■ Tarefas
a - Segundo o texto sobre o debate presidencial, o que caracterizou o debate, com exceção de dois radicais? Liste cada característica.
b - Em que dia ocorreu o primeiro debate televisionado mencionado no texto sobre o debate presidencial?
c - Prossiga com o texto sobre o debate presidencial a partir da última frase apresentada.

■ Trecho do texto

Daniel Lima
No dia 9 de agosto tivemos o
primeiro debate televisionado com os candidatos à presidência, que foi talvez
uma prévia dos vários confrontos que ainda ocorrerão. Olhei praticamente o
debate todo, e saí com certo nível de frustração. Eu sei que não é um debate
que vai definir candidatos, mas sinceramente esperava maior clareza. O que vi,
com exceção de dois radicais, foi caracterizado por discursos mornos,
declarações generalizadas e atitudes tão polidas quanto inócuas. No entanto, o
tempo não para e o dia da votação se aproxima. Apesar de ser forte defensor da
separação igreja-estado, sou também forte defensor de um sistema em que a
população se manifeste quanto aos rumos de sua nação. Não por crer no enganador
ditado “vox populi vox Dei” (a voz do povo é a voz de Deus), mas
porque com muita frequência temos observado diferentes povos fazerem escolhas
que, além de trazerem resultados catastróficos, definitivamente contrariam a
vontade de Deus. Creio no modelo democrático pois creio que devemos arcar com
as consequências de nossas escolhas, e um sistema onde alguém decide por mim me
daria o direito de me isentar de qualquer culpa ou responsabilidade (vide
artigo sobre o aborto).

Entradas de um conjunto de dados de apontamento
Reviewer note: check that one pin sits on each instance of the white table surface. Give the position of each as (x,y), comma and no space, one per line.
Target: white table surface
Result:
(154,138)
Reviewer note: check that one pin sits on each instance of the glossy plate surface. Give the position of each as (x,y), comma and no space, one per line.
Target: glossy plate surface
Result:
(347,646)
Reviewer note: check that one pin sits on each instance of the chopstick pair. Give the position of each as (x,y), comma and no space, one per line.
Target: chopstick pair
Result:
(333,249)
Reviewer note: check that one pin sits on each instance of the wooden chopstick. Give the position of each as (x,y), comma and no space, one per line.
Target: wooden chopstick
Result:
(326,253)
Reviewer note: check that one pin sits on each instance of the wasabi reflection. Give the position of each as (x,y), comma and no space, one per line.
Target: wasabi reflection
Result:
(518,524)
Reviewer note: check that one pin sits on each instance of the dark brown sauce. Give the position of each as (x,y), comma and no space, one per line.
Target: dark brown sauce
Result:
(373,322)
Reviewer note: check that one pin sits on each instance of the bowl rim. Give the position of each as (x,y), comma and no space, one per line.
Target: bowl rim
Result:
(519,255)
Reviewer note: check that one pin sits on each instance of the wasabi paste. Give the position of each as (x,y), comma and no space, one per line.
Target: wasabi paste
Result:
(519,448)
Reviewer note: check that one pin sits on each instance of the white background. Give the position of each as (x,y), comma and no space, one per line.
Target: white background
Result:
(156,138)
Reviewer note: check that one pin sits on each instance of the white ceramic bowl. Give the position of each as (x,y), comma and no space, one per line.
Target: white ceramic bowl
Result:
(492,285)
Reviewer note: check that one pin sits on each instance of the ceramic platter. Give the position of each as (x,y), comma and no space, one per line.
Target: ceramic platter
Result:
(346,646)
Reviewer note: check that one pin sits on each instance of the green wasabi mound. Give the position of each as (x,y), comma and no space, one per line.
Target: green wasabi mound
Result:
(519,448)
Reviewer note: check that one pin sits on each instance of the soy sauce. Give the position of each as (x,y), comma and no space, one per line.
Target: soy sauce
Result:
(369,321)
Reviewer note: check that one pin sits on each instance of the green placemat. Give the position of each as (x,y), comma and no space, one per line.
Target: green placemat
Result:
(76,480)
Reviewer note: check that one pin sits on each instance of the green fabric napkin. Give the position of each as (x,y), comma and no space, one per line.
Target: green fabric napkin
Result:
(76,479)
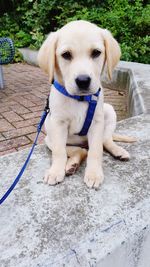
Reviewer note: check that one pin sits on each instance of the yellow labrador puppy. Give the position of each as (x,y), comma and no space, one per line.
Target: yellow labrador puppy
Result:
(75,57)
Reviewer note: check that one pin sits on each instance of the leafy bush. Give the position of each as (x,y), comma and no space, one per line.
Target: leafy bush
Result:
(27,21)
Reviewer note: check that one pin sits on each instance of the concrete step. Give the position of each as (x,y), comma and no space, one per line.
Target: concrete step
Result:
(70,225)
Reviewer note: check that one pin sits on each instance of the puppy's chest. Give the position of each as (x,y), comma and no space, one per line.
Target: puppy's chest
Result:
(77,114)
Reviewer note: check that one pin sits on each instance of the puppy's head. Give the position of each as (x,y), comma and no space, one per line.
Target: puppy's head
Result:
(76,54)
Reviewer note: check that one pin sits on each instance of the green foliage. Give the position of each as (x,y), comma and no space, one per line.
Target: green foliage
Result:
(27,21)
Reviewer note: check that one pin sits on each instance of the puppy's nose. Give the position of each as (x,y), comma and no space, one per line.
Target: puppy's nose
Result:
(83,82)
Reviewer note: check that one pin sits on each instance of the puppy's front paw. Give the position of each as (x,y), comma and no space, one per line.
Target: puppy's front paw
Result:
(93,178)
(54,176)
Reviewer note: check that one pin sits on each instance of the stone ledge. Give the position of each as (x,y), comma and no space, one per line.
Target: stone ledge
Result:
(71,225)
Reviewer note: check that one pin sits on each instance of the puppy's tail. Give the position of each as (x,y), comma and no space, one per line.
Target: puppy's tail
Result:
(124,138)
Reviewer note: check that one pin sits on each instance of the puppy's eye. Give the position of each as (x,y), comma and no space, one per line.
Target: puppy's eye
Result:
(95,53)
(67,55)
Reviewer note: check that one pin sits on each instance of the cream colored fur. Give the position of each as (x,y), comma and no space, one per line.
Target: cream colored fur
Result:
(68,115)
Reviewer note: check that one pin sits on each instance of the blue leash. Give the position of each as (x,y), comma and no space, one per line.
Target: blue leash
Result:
(88,120)
(39,127)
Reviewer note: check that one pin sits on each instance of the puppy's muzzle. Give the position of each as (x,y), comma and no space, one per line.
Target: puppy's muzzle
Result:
(83,82)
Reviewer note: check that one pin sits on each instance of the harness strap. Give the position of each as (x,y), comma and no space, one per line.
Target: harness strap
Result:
(91,108)
(43,117)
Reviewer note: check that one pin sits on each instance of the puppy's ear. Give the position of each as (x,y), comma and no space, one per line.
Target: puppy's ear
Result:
(112,51)
(46,55)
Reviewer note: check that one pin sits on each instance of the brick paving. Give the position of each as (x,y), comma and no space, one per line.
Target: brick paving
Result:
(22,102)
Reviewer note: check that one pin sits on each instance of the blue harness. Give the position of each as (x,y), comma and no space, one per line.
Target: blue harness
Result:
(91,99)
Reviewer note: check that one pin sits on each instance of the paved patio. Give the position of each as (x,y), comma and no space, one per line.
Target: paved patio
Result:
(22,102)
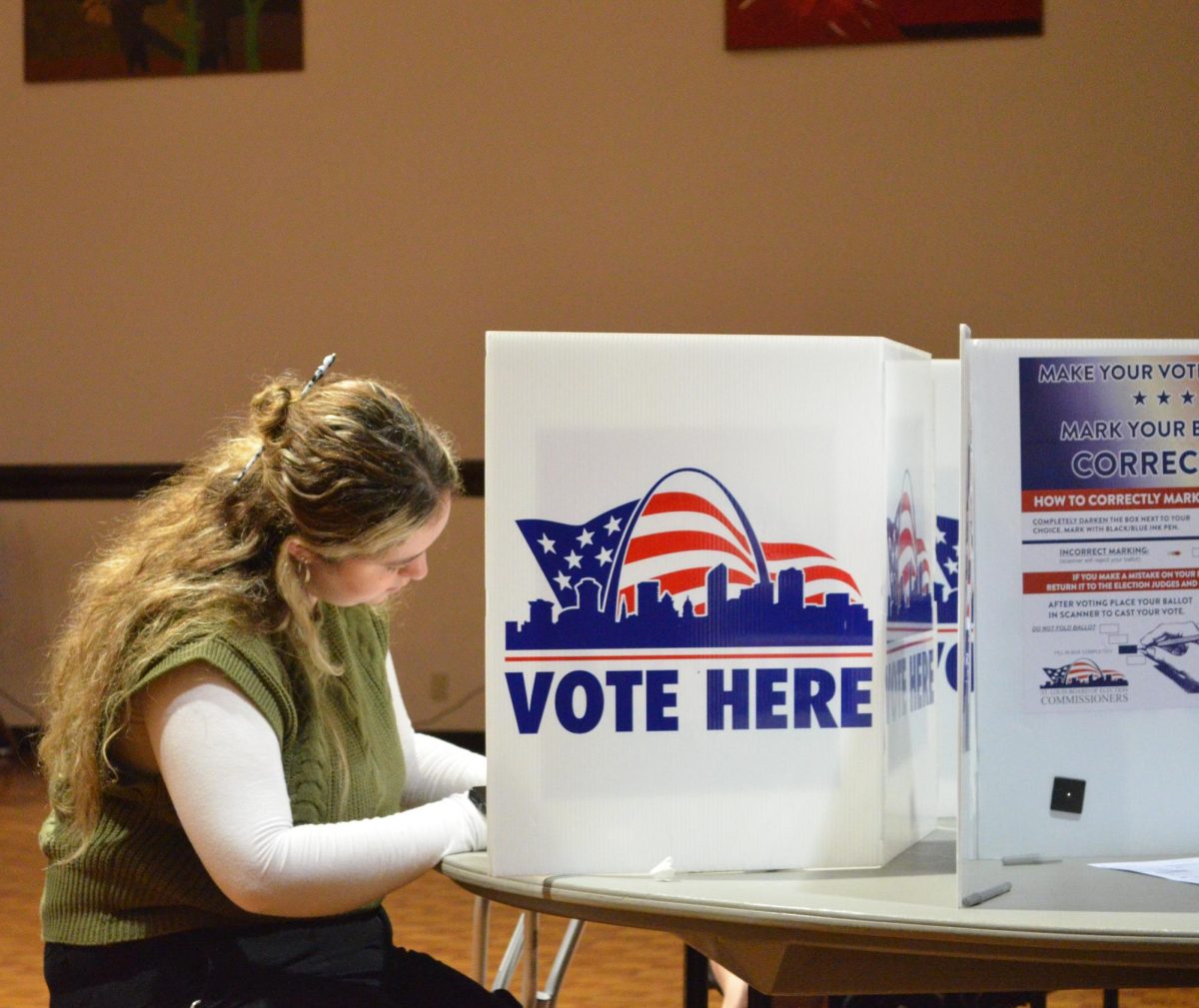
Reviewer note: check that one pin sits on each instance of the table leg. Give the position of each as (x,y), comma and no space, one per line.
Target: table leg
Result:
(694,978)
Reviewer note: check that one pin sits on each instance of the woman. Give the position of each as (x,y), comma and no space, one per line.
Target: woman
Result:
(234,781)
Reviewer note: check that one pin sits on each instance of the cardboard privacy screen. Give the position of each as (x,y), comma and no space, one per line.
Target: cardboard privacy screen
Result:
(1080,568)
(710,612)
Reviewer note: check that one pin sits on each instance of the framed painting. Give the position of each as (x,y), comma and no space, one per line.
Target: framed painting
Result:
(82,40)
(759,24)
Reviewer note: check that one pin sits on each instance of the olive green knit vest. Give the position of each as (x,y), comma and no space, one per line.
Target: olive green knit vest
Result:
(139,876)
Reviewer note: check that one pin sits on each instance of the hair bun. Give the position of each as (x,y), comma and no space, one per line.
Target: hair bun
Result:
(269,410)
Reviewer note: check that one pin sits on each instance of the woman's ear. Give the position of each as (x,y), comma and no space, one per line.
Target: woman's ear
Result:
(298,550)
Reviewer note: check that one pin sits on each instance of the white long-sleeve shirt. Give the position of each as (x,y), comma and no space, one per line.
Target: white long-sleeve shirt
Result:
(222,767)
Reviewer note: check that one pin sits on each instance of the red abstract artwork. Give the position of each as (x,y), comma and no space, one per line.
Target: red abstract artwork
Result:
(758,24)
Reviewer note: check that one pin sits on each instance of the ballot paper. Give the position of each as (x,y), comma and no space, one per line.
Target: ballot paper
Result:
(1180,869)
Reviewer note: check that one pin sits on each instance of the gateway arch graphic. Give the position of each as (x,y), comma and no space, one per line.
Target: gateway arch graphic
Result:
(683,567)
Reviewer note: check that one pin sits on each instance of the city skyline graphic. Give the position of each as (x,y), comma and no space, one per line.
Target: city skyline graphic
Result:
(682,567)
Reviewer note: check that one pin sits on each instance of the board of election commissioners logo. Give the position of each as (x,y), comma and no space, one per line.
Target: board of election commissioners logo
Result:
(1083,681)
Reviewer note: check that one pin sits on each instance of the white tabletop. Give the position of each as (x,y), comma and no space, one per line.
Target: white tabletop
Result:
(896,929)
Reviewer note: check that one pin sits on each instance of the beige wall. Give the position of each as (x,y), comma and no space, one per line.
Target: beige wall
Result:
(442,169)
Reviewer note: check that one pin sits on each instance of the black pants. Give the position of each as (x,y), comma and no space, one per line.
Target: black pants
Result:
(336,963)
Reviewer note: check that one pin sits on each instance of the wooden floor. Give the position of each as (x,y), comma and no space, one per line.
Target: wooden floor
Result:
(611,966)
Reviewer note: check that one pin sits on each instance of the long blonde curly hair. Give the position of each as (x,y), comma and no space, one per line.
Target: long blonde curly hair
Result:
(351,470)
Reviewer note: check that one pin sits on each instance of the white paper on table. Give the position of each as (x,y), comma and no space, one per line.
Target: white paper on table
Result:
(1181,869)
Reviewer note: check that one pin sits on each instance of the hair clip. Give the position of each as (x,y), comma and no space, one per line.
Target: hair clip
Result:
(317,376)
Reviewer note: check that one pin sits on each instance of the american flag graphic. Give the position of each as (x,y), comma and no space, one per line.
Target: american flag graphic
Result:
(910,568)
(946,569)
(675,535)
(946,598)
(1082,671)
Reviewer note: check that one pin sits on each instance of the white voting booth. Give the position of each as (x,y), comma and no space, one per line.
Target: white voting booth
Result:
(710,565)
(947,449)
(1080,599)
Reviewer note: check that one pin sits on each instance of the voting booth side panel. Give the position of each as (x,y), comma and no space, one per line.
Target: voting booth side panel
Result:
(1088,595)
(687,588)
(947,491)
(910,637)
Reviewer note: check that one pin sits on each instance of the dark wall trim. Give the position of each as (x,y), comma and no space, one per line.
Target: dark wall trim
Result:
(121,482)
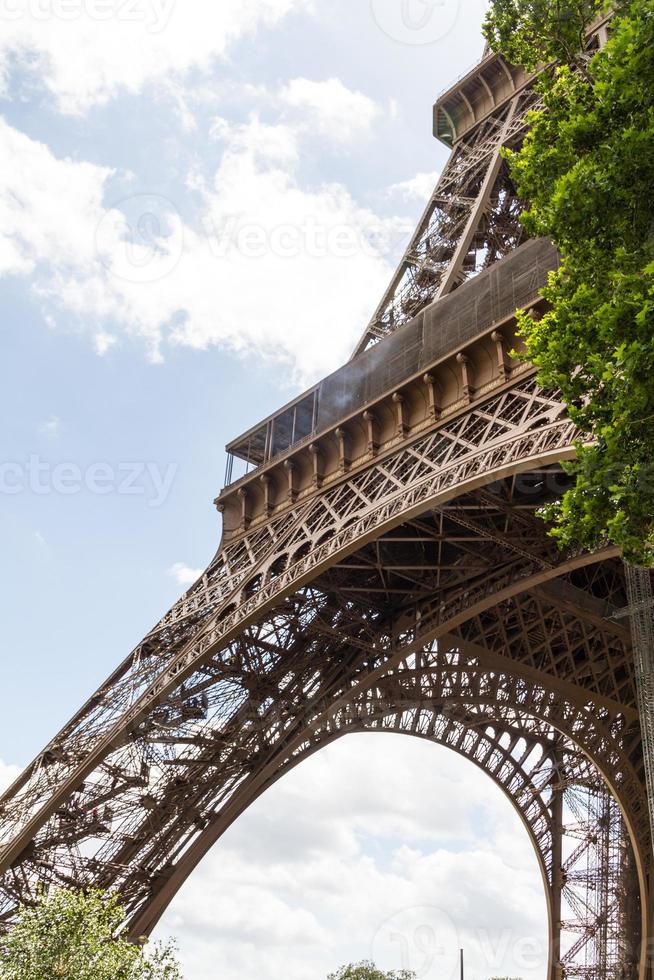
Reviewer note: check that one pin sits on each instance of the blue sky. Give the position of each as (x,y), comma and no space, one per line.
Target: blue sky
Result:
(200,208)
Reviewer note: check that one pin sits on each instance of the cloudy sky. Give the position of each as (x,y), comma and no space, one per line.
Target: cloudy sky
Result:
(201,204)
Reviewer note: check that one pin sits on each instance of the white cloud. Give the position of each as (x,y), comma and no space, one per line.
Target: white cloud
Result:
(331,108)
(269,267)
(418,188)
(49,208)
(352,852)
(184,575)
(88,51)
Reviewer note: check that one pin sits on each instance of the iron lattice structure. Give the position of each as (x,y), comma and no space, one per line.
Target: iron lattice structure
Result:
(383,568)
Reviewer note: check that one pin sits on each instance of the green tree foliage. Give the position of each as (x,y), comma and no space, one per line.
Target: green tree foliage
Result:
(534,32)
(587,171)
(368,971)
(71,935)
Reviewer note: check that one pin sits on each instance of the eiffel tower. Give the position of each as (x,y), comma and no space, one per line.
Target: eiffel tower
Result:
(383,568)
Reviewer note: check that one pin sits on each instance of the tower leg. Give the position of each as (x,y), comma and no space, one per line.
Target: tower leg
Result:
(556,891)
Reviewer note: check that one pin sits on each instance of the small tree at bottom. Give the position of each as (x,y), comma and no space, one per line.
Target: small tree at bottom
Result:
(71,935)
(368,971)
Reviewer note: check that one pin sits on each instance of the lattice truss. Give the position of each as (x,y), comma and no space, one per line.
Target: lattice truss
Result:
(475,202)
(421,594)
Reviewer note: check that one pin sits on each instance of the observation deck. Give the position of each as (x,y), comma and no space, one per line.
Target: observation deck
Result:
(455,351)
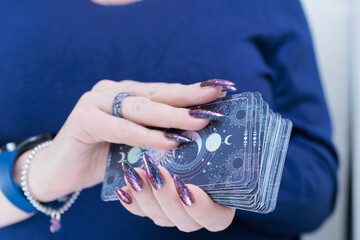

■ Respostas
a -
- discursos mornos
- declarações generalizadas
- atitudes tão polidas quanto inócuas

b - No dia 9 de agosto.

c -
Tampouco creio em movimentos
de anular votos ou votar em branco, buscando se eximir de participação. Ambos
me parecem tentativas fúteis de fugir de escolhas, sendo que não podemos fugir
de seus resultados. Com isso recai sobre nós a difícil tarefa de escolher em quem
votar. Refleti então sobre quais princípios bíblicos podemos usar em uma
situação assim. Embora muito tenha sido escrito defendendo uma ideologia contra
outras, eu gostaria de tentar encontrar alguns princípios gerais, sobre os
quais, instruídos pela Palavra, possamos concordar. Embora existam muitos,
gostaria de destacar cinco deles:
1. Ore, ore, ore
Certamente é um princípio
muito afirmado, mas infelizmente pouco praticado. Foi com alegria que vi a
igreja da qual participo assumir um compromisso de uma campanha de oração pelas
eleições. Cabe lembrar o texto de 2Crônicas 7.14:
Se o meu povo, que se chama
pelo meu nome, se humilhar e orar, buscar a minha face e se afastar dos seus
maus caminhos, dos céus o ouvirei, perdoarei o seu pecado e curarei a sua
terra.
Não
importa se o candidato roubou muito ou pouco. O fato de ter roubado revela seu
caráter.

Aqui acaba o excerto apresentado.